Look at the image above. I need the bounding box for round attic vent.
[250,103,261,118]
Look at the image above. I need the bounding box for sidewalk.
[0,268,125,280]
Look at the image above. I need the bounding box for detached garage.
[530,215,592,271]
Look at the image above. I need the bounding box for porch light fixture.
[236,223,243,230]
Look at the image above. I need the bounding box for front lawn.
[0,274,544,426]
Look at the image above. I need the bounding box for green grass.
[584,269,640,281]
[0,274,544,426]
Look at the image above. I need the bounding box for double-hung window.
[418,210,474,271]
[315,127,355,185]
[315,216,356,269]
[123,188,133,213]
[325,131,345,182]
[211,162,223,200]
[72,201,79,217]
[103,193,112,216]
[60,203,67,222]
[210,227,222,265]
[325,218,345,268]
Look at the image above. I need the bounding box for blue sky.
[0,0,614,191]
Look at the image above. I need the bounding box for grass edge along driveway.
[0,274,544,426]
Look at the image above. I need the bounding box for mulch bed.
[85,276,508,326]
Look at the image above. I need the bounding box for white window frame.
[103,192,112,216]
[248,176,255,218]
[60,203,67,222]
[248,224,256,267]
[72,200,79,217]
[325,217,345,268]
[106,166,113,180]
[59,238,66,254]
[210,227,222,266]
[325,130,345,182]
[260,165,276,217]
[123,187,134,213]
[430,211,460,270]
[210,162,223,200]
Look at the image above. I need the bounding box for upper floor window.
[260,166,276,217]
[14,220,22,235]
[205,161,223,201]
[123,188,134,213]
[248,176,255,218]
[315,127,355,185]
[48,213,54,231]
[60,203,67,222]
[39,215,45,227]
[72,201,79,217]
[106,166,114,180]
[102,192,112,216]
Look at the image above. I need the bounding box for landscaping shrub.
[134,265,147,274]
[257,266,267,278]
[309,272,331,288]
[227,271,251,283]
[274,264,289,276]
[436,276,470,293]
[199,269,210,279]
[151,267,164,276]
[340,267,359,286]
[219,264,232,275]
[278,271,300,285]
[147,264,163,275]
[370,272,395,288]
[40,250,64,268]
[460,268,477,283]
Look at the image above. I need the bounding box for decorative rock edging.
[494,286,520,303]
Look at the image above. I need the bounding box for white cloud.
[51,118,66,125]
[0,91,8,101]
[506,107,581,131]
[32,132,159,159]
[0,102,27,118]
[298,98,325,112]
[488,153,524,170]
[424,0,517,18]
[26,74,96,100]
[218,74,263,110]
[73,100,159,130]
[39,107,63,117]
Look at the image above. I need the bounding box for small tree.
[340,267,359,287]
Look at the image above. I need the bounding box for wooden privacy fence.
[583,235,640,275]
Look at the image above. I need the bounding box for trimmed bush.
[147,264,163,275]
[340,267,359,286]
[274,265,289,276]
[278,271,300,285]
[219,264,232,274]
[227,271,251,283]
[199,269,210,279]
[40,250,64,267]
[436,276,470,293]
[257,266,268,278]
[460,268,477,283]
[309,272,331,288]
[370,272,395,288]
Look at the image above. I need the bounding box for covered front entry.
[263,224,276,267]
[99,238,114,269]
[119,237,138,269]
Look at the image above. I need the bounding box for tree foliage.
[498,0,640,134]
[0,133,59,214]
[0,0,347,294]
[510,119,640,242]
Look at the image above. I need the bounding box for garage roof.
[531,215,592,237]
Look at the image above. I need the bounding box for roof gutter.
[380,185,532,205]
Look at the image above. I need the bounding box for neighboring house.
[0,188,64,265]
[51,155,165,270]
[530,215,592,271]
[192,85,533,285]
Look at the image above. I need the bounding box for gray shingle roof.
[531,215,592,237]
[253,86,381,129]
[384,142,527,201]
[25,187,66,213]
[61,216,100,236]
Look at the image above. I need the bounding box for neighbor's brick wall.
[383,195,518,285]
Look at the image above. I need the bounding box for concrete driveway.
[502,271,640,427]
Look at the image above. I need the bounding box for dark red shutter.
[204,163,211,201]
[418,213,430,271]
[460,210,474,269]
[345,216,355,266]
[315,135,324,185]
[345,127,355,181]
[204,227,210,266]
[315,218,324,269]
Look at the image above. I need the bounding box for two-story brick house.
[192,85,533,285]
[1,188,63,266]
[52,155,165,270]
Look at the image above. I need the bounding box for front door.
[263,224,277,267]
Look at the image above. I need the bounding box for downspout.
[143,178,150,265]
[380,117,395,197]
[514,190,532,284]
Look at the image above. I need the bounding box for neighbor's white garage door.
----
» **TASK ITEM**
Retype all of the material. Each line must match exactly.

» **EXERCISE OUTPUT**
Look at the image above. I need the bounding box for round attic vent.
[250,103,261,118]
Look at the image above. I need the bounding box for sidewalk.
[0,268,125,280]
Look at the image above. I need the bounding box for detached garage.
[530,215,592,271]
Look at the image above. I need the bounding box for porch light fixture.
[236,223,243,230]
Look at the image above. I need the bounding box for front lawn.
[0,274,544,426]
Look at the image above. I need the bounding box for green grass.
[584,269,640,281]
[0,274,544,426]
Look at the image above. I need the bounding box for double-hung window.
[418,210,474,271]
[315,127,355,185]
[315,216,356,269]
[123,188,133,213]
[325,131,345,182]
[211,162,223,200]
[72,201,79,217]
[103,193,112,216]
[60,203,67,222]
[210,227,222,265]
[325,218,345,268]
Look at the image above. I need the bounding box for blue sky.
[0,0,614,191]
Look at the image above. I need the bounding box for grass edge along driveway.
[0,274,544,426]
Look at the image above. I need the bounding box for mulch bed.
[85,276,508,326]
Look at the image above. I need the bounding box for white window frame.
[103,192,112,216]
[248,176,255,218]
[60,203,67,222]
[248,224,256,267]
[72,200,79,217]
[325,217,345,268]
[106,166,113,180]
[59,238,66,254]
[210,227,222,266]
[325,130,345,182]
[260,165,276,217]
[123,187,134,213]
[430,211,460,270]
[210,162,223,200]
Look at the image above. I need the bounding box for upper floor window.
[260,166,276,217]
[14,220,22,235]
[205,161,223,201]
[123,188,134,213]
[248,176,255,218]
[315,127,355,185]
[48,213,54,231]
[60,203,67,222]
[39,215,45,227]
[72,201,79,217]
[106,166,114,180]
[102,192,112,216]
Look at the image above. I need the bounding box for landscaping shrub.
[134,265,147,274]
[257,266,267,278]
[309,272,331,288]
[227,271,251,283]
[274,264,289,276]
[436,276,470,293]
[199,269,210,279]
[151,267,164,276]
[340,267,359,286]
[219,264,232,275]
[278,271,300,285]
[147,264,163,275]
[370,272,395,288]
[40,250,64,268]
[460,268,477,283]
Look at the image above. I need the bounding box for decorative rock edging.
[494,286,520,303]
Look at the image above. I need the bounding box for white cloud.
[51,118,66,125]
[0,91,8,101]
[506,107,581,131]
[32,132,159,159]
[0,102,27,118]
[298,98,325,112]
[488,153,524,170]
[424,0,517,18]
[26,74,96,100]
[218,74,263,110]
[73,100,159,130]
[39,107,63,117]
Look at the image above. I need the bounding box for small tree.
[340,267,359,287]
Look at the image above. I need the bounding box for wooden privacy fence.
[583,235,640,275]
Look at the image above. I need the bounding box for trimmed bush.
[147,264,163,275]
[340,267,359,286]
[274,265,289,276]
[278,271,300,285]
[219,264,232,274]
[227,271,251,283]
[199,269,210,279]
[40,250,64,267]
[436,276,470,293]
[257,266,268,278]
[460,268,477,283]
[309,272,331,288]
[370,272,395,288]
Look at the image above. I need the bounding box for covered front entry.
[263,224,276,267]
[99,238,114,269]
[119,237,138,269]
Look at the image above. I need the bounding box for tree foliage.
[498,0,640,134]
[0,133,59,214]
[0,0,347,294]
[510,119,640,242]
Look at the image above. I need the bounding box for garage roof.
[531,215,592,237]
Look at the image above. I need the bounding box for roof gutter.
[380,185,532,205]
Look at the image above. I need the bounding box for neighboring house.
[0,188,64,265]
[51,155,165,270]
[530,215,592,271]
[192,85,533,285]
Look at the image above. I need the bounding box for gray shingle roof.
[531,215,592,237]
[253,86,381,129]
[384,142,527,201]
[25,187,66,213]
[61,216,100,236]
Look at the image above. I need the bounding box for neighbor's brick wall.
[383,195,518,285]
Look at the image above. I need the bounding box for concrete driveway.
[502,271,640,427]
Look at the image above. I need the bounding box for dark red shutter.
[204,163,211,201]
[418,213,430,271]
[460,210,474,269]
[345,216,355,266]
[315,135,324,185]
[345,127,355,181]
[204,227,210,266]
[315,218,324,269]
Look at the image above. I need the bounding box for two-story brick house.
[192,85,533,285]
[1,188,63,266]
[52,155,165,270]
Look at the image above. I need the bounding box for front door.
[263,224,277,267]
Look at the image above. I need the bounding box for downspout.
[143,178,150,265]
[380,117,395,197]
[514,190,532,284]
Look at the image above. I need the bounding box for neighbor's white garage door.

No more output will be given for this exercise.